> **GIVEN EXERCISE**:
Print verbatim every line starting at the one that contains "the blonde woman" and ending at the final line of the records; include both endpoints.

> **WORKING DATA**:

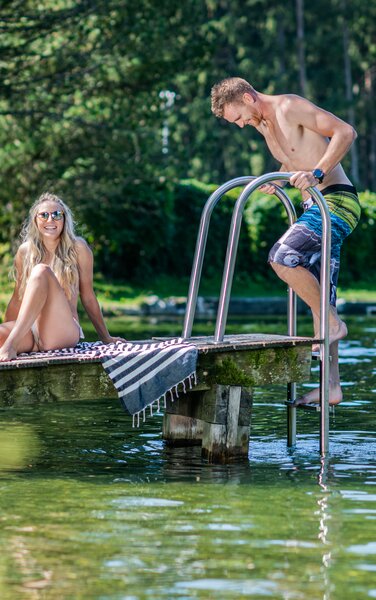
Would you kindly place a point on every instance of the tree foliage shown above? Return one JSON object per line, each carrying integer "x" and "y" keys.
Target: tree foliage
{"x": 107, "y": 103}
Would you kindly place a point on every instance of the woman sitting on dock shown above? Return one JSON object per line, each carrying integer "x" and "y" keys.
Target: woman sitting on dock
{"x": 52, "y": 268}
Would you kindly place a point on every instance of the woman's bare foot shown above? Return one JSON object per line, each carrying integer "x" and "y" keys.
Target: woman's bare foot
{"x": 313, "y": 397}
{"x": 7, "y": 352}
{"x": 337, "y": 332}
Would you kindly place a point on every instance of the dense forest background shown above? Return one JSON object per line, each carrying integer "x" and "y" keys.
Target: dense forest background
{"x": 106, "y": 102}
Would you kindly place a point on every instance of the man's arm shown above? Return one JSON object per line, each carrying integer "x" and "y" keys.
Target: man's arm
{"x": 303, "y": 113}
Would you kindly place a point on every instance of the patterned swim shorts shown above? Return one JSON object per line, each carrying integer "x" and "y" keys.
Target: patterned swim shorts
{"x": 301, "y": 244}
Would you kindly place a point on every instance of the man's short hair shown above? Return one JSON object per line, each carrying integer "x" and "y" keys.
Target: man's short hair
{"x": 227, "y": 91}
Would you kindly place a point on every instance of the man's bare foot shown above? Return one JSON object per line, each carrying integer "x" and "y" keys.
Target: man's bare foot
{"x": 336, "y": 332}
{"x": 7, "y": 352}
{"x": 313, "y": 397}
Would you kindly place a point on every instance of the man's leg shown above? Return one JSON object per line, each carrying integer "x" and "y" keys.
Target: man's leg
{"x": 44, "y": 301}
{"x": 307, "y": 287}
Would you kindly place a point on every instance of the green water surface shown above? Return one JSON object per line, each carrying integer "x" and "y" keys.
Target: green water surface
{"x": 93, "y": 509}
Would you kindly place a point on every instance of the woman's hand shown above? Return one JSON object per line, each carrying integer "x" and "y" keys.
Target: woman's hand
{"x": 112, "y": 339}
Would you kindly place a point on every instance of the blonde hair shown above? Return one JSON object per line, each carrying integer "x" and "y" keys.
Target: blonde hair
{"x": 228, "y": 91}
{"x": 64, "y": 263}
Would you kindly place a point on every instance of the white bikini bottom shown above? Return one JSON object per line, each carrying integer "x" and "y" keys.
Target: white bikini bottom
{"x": 35, "y": 332}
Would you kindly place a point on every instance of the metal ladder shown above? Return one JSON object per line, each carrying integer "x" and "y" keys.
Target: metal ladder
{"x": 251, "y": 184}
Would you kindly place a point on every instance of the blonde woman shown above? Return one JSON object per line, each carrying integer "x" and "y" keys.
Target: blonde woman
{"x": 52, "y": 268}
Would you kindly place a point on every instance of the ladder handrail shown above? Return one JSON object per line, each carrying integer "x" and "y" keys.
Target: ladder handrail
{"x": 324, "y": 286}
{"x": 201, "y": 245}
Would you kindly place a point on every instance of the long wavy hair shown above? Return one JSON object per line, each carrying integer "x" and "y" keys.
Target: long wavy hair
{"x": 64, "y": 263}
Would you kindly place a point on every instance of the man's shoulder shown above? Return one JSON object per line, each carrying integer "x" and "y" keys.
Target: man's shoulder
{"x": 288, "y": 102}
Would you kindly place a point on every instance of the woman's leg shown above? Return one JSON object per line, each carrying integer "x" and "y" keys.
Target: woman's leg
{"x": 27, "y": 344}
{"x": 45, "y": 304}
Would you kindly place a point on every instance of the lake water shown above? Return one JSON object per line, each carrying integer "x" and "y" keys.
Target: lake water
{"x": 93, "y": 509}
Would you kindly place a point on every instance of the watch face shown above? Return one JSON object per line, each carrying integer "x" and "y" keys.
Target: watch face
{"x": 319, "y": 174}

> **RESULT FOR THIS EXERCISE**:
Would you kindly place a point on every instance of the blonde woman shown above? Return one JSON object per line, each carrying integer "x" and "y" keys.
Target: blonde woman
{"x": 52, "y": 268}
Would you kindly place a point on every instance of the ladder handrail shown above? Return one JSON object per line, each carrying integer "x" and "y" keys.
Target: ladder handrail
{"x": 324, "y": 286}
{"x": 201, "y": 245}
Would you kindly place a point on every instance of the long wavy hair shown above? Return one JSON object per line, each carrying integer "x" and "y" keys.
Target: long wavy hair
{"x": 64, "y": 263}
Would you kindly place a point on every instance of the man's shoulder shown above? Return one JSON object per line, each carrying integer "x" and "y" keys.
Target: man's shoulder
{"x": 288, "y": 102}
Would you kindly place a point on every instance of the woman's leg shown above? Return one JSON object per line, each carrying integer "x" and "y" keys.
Target: woman's leg
{"x": 27, "y": 344}
{"x": 45, "y": 304}
Would you kindly place a point on every instance of the lake water shown above? Return one JSON object per line, each carrying integer "x" and "y" keys.
Target: lake water
{"x": 93, "y": 509}
Would you kindly place a point on every instance of the watch face shown above? Return one JSON object per line, each carrying integer "x" and "y" keys.
Target: watch face
{"x": 319, "y": 174}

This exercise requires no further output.